### Задание 1
Определите, согласуются ли с отрывком о берлинском кафе утверждения (a), (b) и (c): (a) встреча с Тургеневым и Бакуниным произошла утром; (b) ко времени встречи в кафе Тургенев уже был знаком рассказчику; (c) Катков записался в слушатели университета. На каждое ответьте «да» или «нет» и приведите дословно решающие слова отрывка.
### Задание 2
Воспроизведите дословно часть отрывка о берлинском кафе: всё, начиная со слов «В одном из берлинских» и вплоть до слов «классическую почву [151].».

### Текст упражнения
======

В одном из берлинских кафе («Под липами») у Спарньяпани, отличавшемся громадным количеством немецких и иностранных газет и журналов, я встретил однажды вечером двух русских высокого роста, с замечательно красивыми и выразительными физиономиями, Тургенева и Бакунина, бывших тогда неразлучными. Мы даже и не раскланялись; ни с одним из них я еще не был знаком и не предчувствовал близких моих отношений к первому. В Берлине же я распрощался и с М. Катковым. Он записался в слушатели университета, а я отправился на юг, поближе к Италии, чтобы с первыми весенними днями ступить на ее классическую почву [151].

======

### Извлечённые строки
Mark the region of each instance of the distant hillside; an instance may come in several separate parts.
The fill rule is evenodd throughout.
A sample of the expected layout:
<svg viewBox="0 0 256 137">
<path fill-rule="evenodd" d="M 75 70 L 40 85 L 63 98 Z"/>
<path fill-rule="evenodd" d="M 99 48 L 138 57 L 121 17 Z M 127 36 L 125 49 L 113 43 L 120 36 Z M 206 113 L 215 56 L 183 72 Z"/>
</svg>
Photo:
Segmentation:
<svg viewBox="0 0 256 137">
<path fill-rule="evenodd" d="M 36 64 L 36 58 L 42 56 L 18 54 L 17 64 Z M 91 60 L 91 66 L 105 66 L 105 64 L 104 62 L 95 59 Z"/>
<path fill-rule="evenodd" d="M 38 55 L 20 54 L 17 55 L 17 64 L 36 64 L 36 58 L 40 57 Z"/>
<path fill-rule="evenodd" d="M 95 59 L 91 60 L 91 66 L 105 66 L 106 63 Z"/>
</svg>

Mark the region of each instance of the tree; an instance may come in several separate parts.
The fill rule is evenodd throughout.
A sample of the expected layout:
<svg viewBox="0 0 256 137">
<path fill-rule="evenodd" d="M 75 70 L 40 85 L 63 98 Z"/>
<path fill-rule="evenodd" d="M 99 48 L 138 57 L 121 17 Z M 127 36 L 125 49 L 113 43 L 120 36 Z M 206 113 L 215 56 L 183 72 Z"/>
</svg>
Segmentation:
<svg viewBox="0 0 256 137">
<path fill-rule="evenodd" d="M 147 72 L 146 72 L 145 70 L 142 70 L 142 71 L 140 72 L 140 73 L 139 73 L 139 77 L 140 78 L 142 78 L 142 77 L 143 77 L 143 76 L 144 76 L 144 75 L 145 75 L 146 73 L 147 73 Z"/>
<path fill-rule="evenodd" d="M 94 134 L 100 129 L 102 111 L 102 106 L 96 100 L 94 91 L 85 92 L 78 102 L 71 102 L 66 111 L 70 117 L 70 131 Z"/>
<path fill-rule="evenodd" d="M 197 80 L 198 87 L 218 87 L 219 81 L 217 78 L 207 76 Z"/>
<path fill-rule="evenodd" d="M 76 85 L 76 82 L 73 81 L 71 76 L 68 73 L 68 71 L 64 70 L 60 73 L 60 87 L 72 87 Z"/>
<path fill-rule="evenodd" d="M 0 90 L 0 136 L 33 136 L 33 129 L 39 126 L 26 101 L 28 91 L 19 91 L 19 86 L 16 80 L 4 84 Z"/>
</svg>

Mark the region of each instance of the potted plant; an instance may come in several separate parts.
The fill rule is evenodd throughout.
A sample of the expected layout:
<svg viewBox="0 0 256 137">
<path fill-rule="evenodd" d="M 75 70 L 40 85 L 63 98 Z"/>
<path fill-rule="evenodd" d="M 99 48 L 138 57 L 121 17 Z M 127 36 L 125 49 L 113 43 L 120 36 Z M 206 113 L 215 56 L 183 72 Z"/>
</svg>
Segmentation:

======

### Ваш ответ 1
(a) Нет: «я встретил однажды вечером двух русских высокого роста».
(b) Нет: «ни с одним из них я еще не был знаком».
(c) Да: «Он записался в слушатели университета».

### Ваш ответ 2
В одном из берлинских кафе («Под липами») у Спарньяпани, отличавшемся громадным количеством немецких и иностранных газет и журналов, я встретил однажды вечером двух русских высокого роста, с замечательно красивыми и выразительными физиономиями, Тургенева и Бакунина, бывших тогда неразлучными. Мы даже и не раскланялись; ни с одним из них я еще не был знаком и не предчувствовал близких моих отношений к первому. В Берлине же я распрощался и с М. Катковым. Он записался в слушатели университета, а я отправился на юг, поближе к Италии, чтобы с первыми весенними днями ступить на ее классическую почву [151].